Exercise description: Keep the images out and copy every entry below exactly.

Dataset content:
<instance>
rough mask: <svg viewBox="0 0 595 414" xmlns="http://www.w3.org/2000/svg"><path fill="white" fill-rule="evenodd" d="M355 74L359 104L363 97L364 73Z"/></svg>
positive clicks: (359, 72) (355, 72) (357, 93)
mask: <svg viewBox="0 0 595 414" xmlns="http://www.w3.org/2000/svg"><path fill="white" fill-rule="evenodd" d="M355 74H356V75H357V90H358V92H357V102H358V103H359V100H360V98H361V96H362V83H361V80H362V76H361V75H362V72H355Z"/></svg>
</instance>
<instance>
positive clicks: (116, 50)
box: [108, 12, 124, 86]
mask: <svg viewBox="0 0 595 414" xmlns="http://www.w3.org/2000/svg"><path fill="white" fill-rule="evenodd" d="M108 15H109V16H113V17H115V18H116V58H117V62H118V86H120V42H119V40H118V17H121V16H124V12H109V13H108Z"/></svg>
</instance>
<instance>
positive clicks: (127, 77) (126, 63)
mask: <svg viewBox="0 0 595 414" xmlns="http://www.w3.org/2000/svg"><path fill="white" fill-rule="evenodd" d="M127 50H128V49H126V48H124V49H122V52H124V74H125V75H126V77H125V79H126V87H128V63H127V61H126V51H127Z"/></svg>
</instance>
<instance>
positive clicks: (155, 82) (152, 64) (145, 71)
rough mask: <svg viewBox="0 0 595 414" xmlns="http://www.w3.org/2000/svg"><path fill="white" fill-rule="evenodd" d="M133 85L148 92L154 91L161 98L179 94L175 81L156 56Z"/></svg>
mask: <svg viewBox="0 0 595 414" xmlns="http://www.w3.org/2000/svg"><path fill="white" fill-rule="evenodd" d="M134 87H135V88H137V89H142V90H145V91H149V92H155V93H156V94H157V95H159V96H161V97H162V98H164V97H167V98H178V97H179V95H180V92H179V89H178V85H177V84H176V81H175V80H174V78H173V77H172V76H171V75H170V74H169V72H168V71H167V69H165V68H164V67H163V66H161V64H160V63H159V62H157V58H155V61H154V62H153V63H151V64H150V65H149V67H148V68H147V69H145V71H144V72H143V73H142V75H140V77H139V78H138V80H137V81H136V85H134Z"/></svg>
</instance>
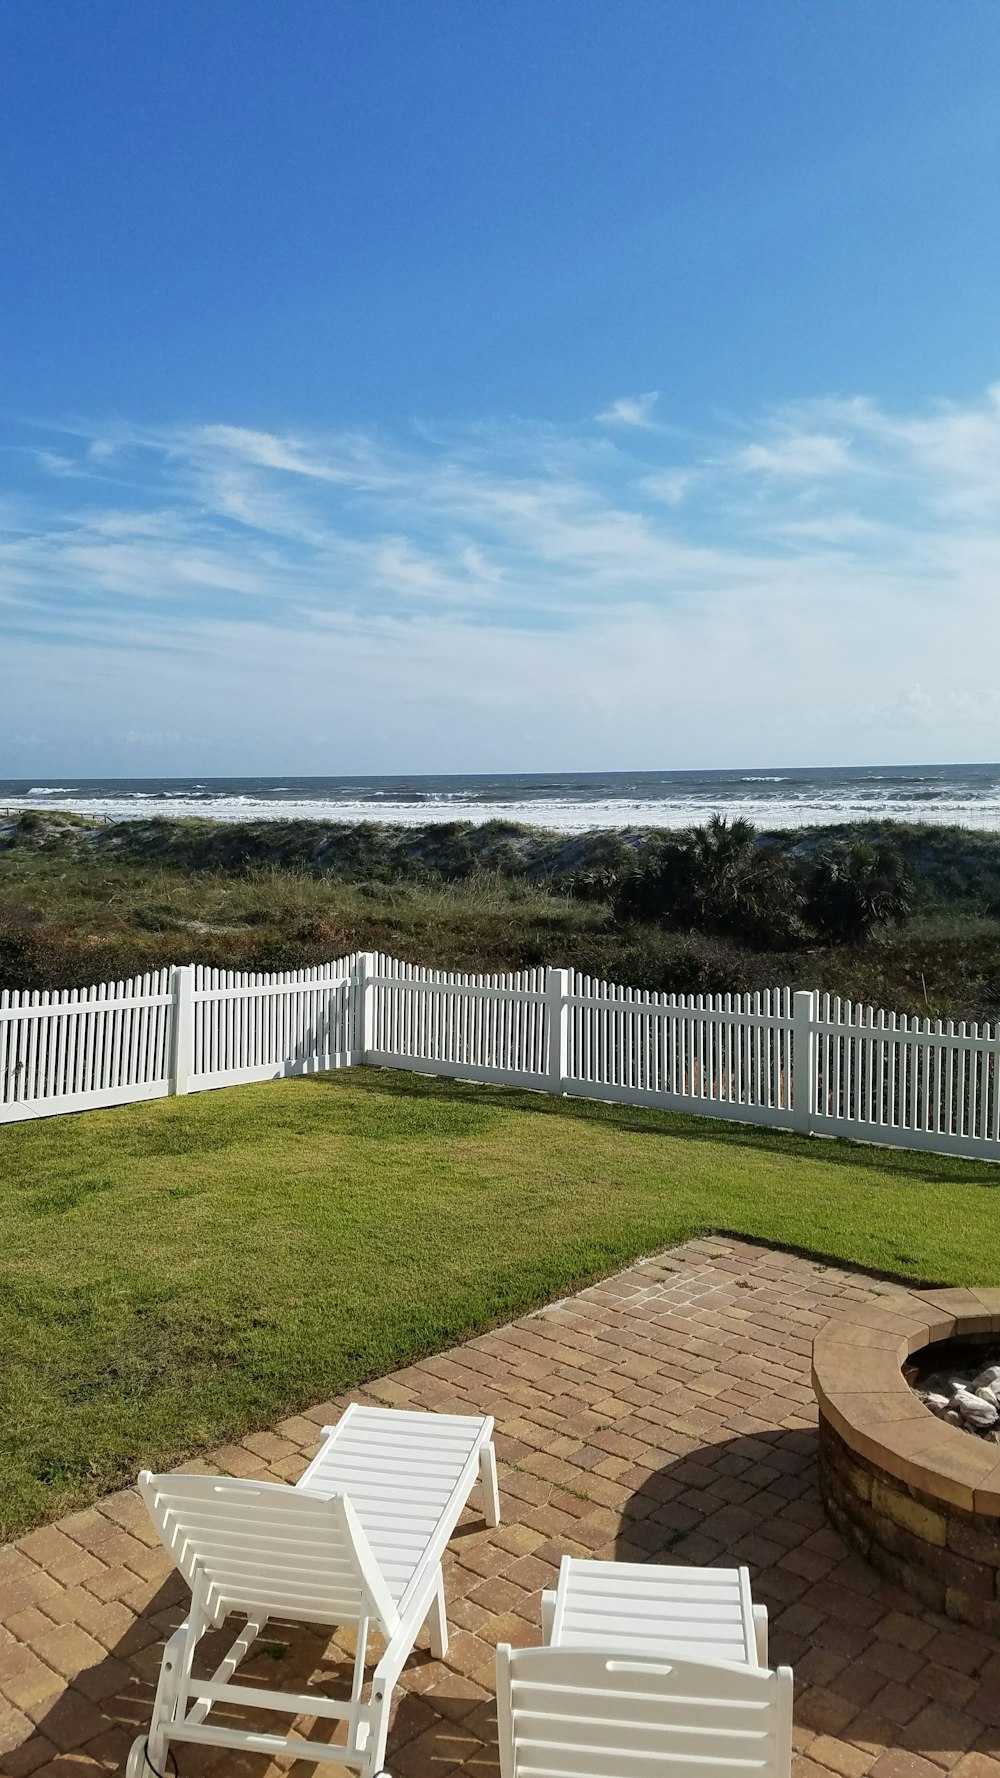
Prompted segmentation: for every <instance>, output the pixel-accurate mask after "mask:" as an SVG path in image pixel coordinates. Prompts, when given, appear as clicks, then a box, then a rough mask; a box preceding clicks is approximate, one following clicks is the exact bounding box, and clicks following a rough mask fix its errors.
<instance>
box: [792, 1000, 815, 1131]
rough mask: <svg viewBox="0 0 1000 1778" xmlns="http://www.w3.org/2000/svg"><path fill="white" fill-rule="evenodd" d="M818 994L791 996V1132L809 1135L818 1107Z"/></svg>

Result of this task:
<instance>
rough mask: <svg viewBox="0 0 595 414" xmlns="http://www.w3.org/2000/svg"><path fill="white" fill-rule="evenodd" d="M355 74L359 104L363 97L364 73Z"/></svg>
positive clicks: (359, 72) (355, 72) (357, 93)
mask: <svg viewBox="0 0 595 414" xmlns="http://www.w3.org/2000/svg"><path fill="white" fill-rule="evenodd" d="M355 74H356V75H357V90H358V92H357V102H358V103H359V100H360V98H361V96H362V83H361V80H362V76H361V75H362V72H355Z"/></svg>
</instance>
<instance>
positive clicks: (116, 50)
box: [108, 12, 124, 86]
mask: <svg viewBox="0 0 595 414" xmlns="http://www.w3.org/2000/svg"><path fill="white" fill-rule="evenodd" d="M108 15H109V16H113V17H115V18H116V58H117V62H118V86H120V42H119V40H118V17H121V16H124V12H109V13H108Z"/></svg>
</instance>
<instance>
positive clicks: (127, 77) (126, 63)
mask: <svg viewBox="0 0 595 414" xmlns="http://www.w3.org/2000/svg"><path fill="white" fill-rule="evenodd" d="M127 50H128V49H126V48H124V49H122V52H124V74H125V75H126V77H125V79H126V87H128V63H127V61H126V51H127Z"/></svg>
</instance>
<instance>
positive clicks: (155, 82) (152, 64) (145, 71)
rough mask: <svg viewBox="0 0 595 414" xmlns="http://www.w3.org/2000/svg"><path fill="white" fill-rule="evenodd" d="M133 85L148 92L154 91L161 98L179 94L175 81L156 56Z"/></svg>
mask: <svg viewBox="0 0 595 414" xmlns="http://www.w3.org/2000/svg"><path fill="white" fill-rule="evenodd" d="M134 87H135V88H137V89H142V90H145V91H149V92H155V93H156V94H157V95H159V96H161V97H162V98H164V97H167V98H178V97H179V95H180V92H179V89H178V85H177V84H176V81H175V80H174V78H173V77H172V76H171V75H170V74H169V72H168V71H167V69H165V68H164V67H163V66H161V64H160V63H159V62H157V58H155V61H154V62H153V63H151V64H150V65H149V67H148V68H147V69H145V71H144V72H143V73H142V75H140V77H139V78H138V80H137V81H136V85H134Z"/></svg>
</instance>
Prompted segmentation: for every <instance>, output the pixel-accurate mask after "mask:" as an SVG path in image pixel coordinates. Prompts, when given, appear as clicks, then a box, then a rough mask; a box preceding clicks is approximate, one following clicks is the exact bounding box, and clicks following a rough mask fix its errors.
<instance>
box: [792, 1000, 815, 1131]
rough mask: <svg viewBox="0 0 1000 1778" xmlns="http://www.w3.org/2000/svg"><path fill="white" fill-rule="evenodd" d="M818 994L791 996V1132L809 1135L818 1107Z"/></svg>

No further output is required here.